■ STATED GOAL 1
In the rows below, swap "sample" for "example" in the part that opens with the line containing "Thank you for the photo. Could you tag the background" and runs through the end of the rows, and reproduce that part with nothing else altered.

■ SOURCE DOCUMENT
********************

After a mid-lengthy wait, the sandwich came, then the french toast.

I was surprised by the texture of the pulled pork cheek, which was tender and rather juicy. The slathered mustard was mild and complementary, offering a sharp creaminess and savoury touch to the dish. Not luxurious enough to the point whereby you wouldn’t mind anointing yourself with it, but appealing nonetheless. Well it wasn’t my dish, but obviously I stole a bite. I’m not all that doggerel in nature, you know. We are all dignified human beings. I didn’t have enough of it to criticise it fully, because eating that whole thing would be more of a journey than a brief side throw comment. I do appreciate the words ‘hand-shredded’, though. Fitting in some elbow grease is always a good thing. Like kneading bread. You just can’t turn that sort of thing down.

********************

■ STATED GOAL 2
Reproduce word for word the part of the food passage above that opens with the words containing "After a mid-lengthy" and closes with "of thing down.".

(Data entries)

********************

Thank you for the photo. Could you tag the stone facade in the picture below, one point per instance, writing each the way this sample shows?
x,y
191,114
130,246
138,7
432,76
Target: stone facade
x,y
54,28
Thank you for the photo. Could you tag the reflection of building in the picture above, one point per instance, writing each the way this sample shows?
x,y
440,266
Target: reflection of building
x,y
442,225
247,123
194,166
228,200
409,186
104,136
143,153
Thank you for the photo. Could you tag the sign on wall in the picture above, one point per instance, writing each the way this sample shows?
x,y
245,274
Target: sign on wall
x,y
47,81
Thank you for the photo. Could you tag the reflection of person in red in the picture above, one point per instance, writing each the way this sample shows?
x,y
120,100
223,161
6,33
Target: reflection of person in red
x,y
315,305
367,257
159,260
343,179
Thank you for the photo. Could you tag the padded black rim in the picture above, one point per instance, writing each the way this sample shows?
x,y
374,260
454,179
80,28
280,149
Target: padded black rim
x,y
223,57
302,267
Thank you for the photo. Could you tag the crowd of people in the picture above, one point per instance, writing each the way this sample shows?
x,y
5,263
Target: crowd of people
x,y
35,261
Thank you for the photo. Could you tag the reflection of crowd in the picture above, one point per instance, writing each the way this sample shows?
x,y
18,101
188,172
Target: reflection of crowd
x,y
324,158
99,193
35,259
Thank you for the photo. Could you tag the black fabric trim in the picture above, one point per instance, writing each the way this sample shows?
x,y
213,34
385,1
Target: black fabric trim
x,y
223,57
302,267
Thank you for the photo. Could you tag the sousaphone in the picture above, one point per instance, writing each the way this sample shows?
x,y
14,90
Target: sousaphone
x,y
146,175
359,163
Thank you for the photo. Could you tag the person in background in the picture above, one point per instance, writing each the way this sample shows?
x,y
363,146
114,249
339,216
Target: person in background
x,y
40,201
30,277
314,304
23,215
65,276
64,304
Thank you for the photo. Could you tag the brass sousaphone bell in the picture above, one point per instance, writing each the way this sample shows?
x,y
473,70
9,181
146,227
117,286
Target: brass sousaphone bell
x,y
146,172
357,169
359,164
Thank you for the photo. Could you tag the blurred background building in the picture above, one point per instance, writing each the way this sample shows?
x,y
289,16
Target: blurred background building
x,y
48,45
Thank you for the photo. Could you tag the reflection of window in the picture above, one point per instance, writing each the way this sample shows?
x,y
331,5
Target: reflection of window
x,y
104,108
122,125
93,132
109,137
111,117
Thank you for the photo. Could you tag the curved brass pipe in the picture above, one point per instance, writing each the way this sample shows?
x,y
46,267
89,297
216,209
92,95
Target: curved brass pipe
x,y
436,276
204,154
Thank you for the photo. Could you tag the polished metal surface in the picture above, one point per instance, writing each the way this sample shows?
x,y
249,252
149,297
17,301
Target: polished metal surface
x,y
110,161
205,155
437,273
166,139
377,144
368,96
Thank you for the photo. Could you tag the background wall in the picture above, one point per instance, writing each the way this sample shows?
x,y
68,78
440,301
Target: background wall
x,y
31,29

********************

■ COMPLETE OUTPUT 1
Thank you for the photo. Could you tag the background wall in the picture above, one point per instance, writing each the way this example shows?
x,y
68,78
440,301
Target: background wall
x,y
31,29

■ COMPLETE OUTPUT 2
After a mid-lengthy wait, the sandwich came, then the french toast.

I was surprised by the texture of the pulled pork cheek, which was tender and rather juicy. The slathered mustard was mild and complementary, offering a sharp creaminess and savoury touch to the dish. Not luxurious enough to the point whereby you wouldn’t mind anointing yourself with it, but appealing nonetheless. Well it wasn’t my dish, but obviously I stole a bite. I’m not all that doggerel in nature, you know. We are all dignified human beings. I didn’t have enough of it to criticise it fully, because eating that whole thing would be more of a journey than a brief side throw comment. I do appreciate the words ‘hand-shredded’, though. Fitting in some elbow grease is always a good thing. Like kneading bread. You just can’t turn that sort of thing down.